What you will do: Copy out every line of the listing below word for word, leaving nothing out.

Rows of box annotation data
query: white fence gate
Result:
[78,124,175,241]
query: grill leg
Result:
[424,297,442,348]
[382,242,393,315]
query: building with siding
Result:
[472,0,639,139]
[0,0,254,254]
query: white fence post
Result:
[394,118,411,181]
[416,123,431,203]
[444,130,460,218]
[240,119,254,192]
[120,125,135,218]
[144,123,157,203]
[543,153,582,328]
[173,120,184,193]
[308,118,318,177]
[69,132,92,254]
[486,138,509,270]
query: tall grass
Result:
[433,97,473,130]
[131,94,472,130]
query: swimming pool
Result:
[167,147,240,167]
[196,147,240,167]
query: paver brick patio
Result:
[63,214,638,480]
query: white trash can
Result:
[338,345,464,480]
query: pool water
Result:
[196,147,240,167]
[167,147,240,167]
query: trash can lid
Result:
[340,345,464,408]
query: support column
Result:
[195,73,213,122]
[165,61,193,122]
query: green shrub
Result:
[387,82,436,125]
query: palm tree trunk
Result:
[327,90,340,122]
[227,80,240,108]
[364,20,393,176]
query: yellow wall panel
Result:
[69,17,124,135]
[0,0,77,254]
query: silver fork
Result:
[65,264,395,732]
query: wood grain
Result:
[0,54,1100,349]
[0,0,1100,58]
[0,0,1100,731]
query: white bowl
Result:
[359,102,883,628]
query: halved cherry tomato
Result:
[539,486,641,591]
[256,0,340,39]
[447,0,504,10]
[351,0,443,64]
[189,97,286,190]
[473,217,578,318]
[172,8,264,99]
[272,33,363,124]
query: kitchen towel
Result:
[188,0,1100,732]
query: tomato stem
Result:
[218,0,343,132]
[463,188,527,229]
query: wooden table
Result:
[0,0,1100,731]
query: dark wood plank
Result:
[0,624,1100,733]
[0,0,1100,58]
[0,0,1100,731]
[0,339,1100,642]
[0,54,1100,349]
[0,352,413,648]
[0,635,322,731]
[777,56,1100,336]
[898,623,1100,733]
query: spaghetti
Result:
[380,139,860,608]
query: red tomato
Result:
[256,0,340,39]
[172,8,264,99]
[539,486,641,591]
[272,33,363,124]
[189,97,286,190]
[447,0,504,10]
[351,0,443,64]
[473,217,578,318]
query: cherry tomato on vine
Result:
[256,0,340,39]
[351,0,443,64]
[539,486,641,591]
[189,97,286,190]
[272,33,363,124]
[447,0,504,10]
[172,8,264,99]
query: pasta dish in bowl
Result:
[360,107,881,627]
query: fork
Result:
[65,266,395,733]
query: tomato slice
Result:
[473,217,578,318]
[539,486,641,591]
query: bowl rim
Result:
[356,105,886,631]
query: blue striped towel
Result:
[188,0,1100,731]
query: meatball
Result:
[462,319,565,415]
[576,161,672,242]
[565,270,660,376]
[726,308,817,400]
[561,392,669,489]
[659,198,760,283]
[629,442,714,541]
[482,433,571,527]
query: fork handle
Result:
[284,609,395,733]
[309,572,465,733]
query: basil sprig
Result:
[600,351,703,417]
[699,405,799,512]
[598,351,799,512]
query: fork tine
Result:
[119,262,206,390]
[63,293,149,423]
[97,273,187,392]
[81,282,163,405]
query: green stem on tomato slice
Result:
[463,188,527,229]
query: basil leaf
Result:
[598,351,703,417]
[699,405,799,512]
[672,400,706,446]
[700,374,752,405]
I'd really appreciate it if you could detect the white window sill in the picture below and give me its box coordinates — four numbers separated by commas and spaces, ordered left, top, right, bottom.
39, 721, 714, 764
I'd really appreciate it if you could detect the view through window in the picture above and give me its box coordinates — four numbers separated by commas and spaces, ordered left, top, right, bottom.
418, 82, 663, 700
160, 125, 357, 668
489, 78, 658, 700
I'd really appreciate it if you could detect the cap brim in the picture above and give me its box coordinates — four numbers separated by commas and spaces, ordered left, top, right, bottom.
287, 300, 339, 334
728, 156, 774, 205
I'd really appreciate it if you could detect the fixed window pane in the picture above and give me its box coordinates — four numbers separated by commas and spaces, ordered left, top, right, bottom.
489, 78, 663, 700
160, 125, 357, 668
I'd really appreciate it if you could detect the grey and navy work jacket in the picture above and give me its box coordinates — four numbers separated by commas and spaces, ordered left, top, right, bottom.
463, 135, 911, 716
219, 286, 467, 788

Full solution:
query: white fence gate
Result:
[78,124,175,241]
query: grill leg
Result:
[424,297,442,348]
[382,242,393,315]
query: building with siding
Result:
[472,0,639,139]
[0,0,254,254]
query: white fence post
Result:
[394,118,411,181]
[416,123,431,203]
[444,130,460,218]
[240,119,254,192]
[120,125,135,218]
[144,123,157,203]
[543,153,582,328]
[173,120,184,193]
[308,118,318,177]
[69,132,92,254]
[486,138,509,270]
query: tall grass
Result:
[433,97,473,130]
[131,94,472,130]
query: swimming pool
Result:
[167,147,240,167]
[196,147,240,167]
query: paver brick patio
Result:
[63,214,638,480]
query: white trash can
Result:
[338,345,464,480]
query: pool water
Result:
[196,147,240,167]
[167,147,240,167]
query: trash can lid
Result:
[340,345,464,408]
query: support column
Result:
[195,73,213,122]
[165,61,193,122]
query: green shrub
Result:
[387,82,436,125]
query: palm tree trunk
Result:
[327,90,340,122]
[227,80,240,108]
[364,20,393,176]
query: yellow wall panel
Result:
[69,17,124,135]
[0,0,77,254]
query: silver fork
Result:
[65,264,395,732]
query: wood grain
Result:
[0,54,1100,349]
[0,0,1100,58]
[0,0,1100,731]
query: white bowl
Result:
[359,102,883,628]
query: halved cherry tomato
Result:
[539,486,641,591]
[256,0,340,39]
[447,0,504,10]
[351,0,443,64]
[189,97,286,190]
[473,217,578,318]
[172,8,264,99]
[272,33,363,124]
query: kitchen towel
Result:
[188,0,1100,732]
query: tomato stem
Result:
[218,0,343,132]
[463,188,527,229]
query: wooden table
Result:
[0,0,1100,731]
query: dark wood plank
Result:
[0,624,1100,733]
[0,0,1100,58]
[0,0,1100,731]
[0,339,1100,642]
[0,54,1100,349]
[0,352,413,648]
[0,635,322,731]
[777,56,1100,336]
[898,623,1100,733]
query: spaghetti
Result:
[380,139,860,608]
query: red tomato
Result:
[256,0,340,39]
[172,8,264,99]
[539,486,641,591]
[272,33,363,124]
[189,97,286,190]
[447,0,504,10]
[351,0,443,64]
[473,217,578,318]
query: cherry tomato on vine
Result:
[256,0,340,39]
[351,0,443,64]
[539,486,641,591]
[189,97,286,190]
[272,33,363,124]
[447,0,504,10]
[172,8,264,99]
query: pasta dish in bowl
Result:
[360,107,881,627]
query: fork
Result:
[65,266,395,733]
query: tomato slice
Result:
[473,217,578,318]
[539,486,641,591]
query: bowl rim
Result:
[356,105,886,631]
query: blue striped towel
Result:
[188,0,1100,731]
query: meatball
Result:
[462,319,565,415]
[576,161,672,242]
[565,270,660,376]
[726,308,817,400]
[561,392,669,489]
[659,198,760,283]
[629,442,714,541]
[482,433,571,527]
query: fork handle
Result:
[284,609,395,733]
[309,572,465,733]
query: basil sprig
Result:
[600,351,703,417]
[699,405,799,512]
[598,351,799,512]
query: fork tine
Result:
[119,262,206,390]
[63,293,149,423]
[97,273,187,392]
[81,282,163,405]
query: green stem on tomato slice
Result:
[463,188,527,229]
query: basil leaf
Result:
[598,351,703,417]
[699,405,799,512]
[672,400,706,446]
[700,374,752,405]
I'd really appreciate it if you could detect the white window sill in the picture below and give me its box coordinates — four numbers separated by commas and spaces, ordered left, top, right, bottom.
39, 721, 714, 764
I'd really appreciate it if you could detect the view through window in the picture above and give me its box coordinates — four numbers separated by commas and spaces, ordered left, top, right, bottom.
418, 82, 663, 700
160, 125, 357, 668
489, 78, 658, 700
I'd really appreciate it if you could detect the cap brim in the picture above and give me its box coordinates — four numbers separated by commas and spaces, ordered left, top, right, bottom.
287, 300, 339, 334
728, 156, 774, 205
I'd really appreciate it if you could detect the fixed window pane in the picture above and give me its box coordinates — four numbers separated by commas and spaces, ordered left, top, right, bottom.
489, 78, 663, 700
160, 125, 357, 668
I'd really appreciate it if you could detect the grey and navy work jacket in the picture above and give me its box coordinates — four numbers separated by commas and spaces, ordered left, top, right, bottom.
463, 135, 911, 716
219, 286, 467, 788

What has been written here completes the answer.